### About this task
An identical copy of the records below is the expected result.

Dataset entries
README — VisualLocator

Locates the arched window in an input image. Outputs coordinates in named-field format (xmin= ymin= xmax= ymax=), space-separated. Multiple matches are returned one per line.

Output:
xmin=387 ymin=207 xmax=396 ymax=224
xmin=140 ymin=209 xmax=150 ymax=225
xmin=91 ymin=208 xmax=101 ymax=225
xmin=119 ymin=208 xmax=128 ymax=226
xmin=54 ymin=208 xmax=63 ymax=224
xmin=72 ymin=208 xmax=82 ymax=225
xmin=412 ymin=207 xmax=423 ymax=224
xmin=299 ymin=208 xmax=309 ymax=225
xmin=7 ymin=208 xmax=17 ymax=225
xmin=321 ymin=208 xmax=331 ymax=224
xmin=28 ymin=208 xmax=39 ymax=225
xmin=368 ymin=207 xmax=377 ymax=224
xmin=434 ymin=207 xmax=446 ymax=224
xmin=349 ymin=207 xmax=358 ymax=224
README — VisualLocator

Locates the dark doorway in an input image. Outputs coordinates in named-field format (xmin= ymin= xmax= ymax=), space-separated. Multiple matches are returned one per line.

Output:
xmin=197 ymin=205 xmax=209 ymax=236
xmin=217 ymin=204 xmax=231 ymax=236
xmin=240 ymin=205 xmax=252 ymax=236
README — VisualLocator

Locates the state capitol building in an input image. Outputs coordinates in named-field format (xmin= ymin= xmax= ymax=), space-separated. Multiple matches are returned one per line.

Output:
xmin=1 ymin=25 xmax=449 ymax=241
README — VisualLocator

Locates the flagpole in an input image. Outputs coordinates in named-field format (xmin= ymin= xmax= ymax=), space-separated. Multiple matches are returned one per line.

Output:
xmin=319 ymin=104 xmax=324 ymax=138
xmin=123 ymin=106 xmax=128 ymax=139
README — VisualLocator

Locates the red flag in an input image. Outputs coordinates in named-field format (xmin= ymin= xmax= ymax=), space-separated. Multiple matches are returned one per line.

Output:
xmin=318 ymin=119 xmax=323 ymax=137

### Solution
README — VisualLocator

Locates the arched window in an input image. Outputs coordinates in named-field format (xmin= ymin= xmax= ymax=), space-separated. Multiple matches are returned one per line.

Output:
xmin=387 ymin=207 xmax=396 ymax=224
xmin=140 ymin=209 xmax=150 ymax=225
xmin=91 ymin=208 xmax=101 ymax=225
xmin=119 ymin=208 xmax=128 ymax=226
xmin=54 ymin=208 xmax=63 ymax=224
xmin=72 ymin=208 xmax=82 ymax=225
xmin=412 ymin=207 xmax=423 ymax=224
xmin=299 ymin=208 xmax=309 ymax=225
xmin=7 ymin=208 xmax=17 ymax=225
xmin=321 ymin=208 xmax=331 ymax=224
xmin=28 ymin=208 xmax=39 ymax=225
xmin=368 ymin=207 xmax=377 ymax=224
xmin=434 ymin=207 xmax=446 ymax=224
xmin=349 ymin=207 xmax=358 ymax=224
README — VisualLocator

Locates the dark doorway in an input image. Outputs coordinates in named-field format (xmin= ymin= xmax= ymax=), space-separated. Multiple matches are returned one per line.

Output:
xmin=197 ymin=205 xmax=209 ymax=236
xmin=217 ymin=204 xmax=231 ymax=236
xmin=240 ymin=205 xmax=252 ymax=236
README — VisualLocator

Locates the state capitol building in an input image. Outputs coordinates in named-field format (xmin= ymin= xmax= ymax=), space-separated. Multiple matches are returned one per line.

Output:
xmin=1 ymin=25 xmax=449 ymax=241
README — VisualLocator

Locates the flagpole in an input image. Outputs coordinates in named-field format (xmin= ymin= xmax= ymax=), space-separated. Multiple matches are returned one per line.

Output:
xmin=319 ymin=104 xmax=324 ymax=138
xmin=123 ymin=106 xmax=128 ymax=139
README — VisualLocator

Locates the red flag in an input image. Outputs coordinates in named-field format (xmin= ymin= xmax= ymax=), space-separated. Multiple matches are returned one per line.

Output:
xmin=318 ymin=119 xmax=323 ymax=137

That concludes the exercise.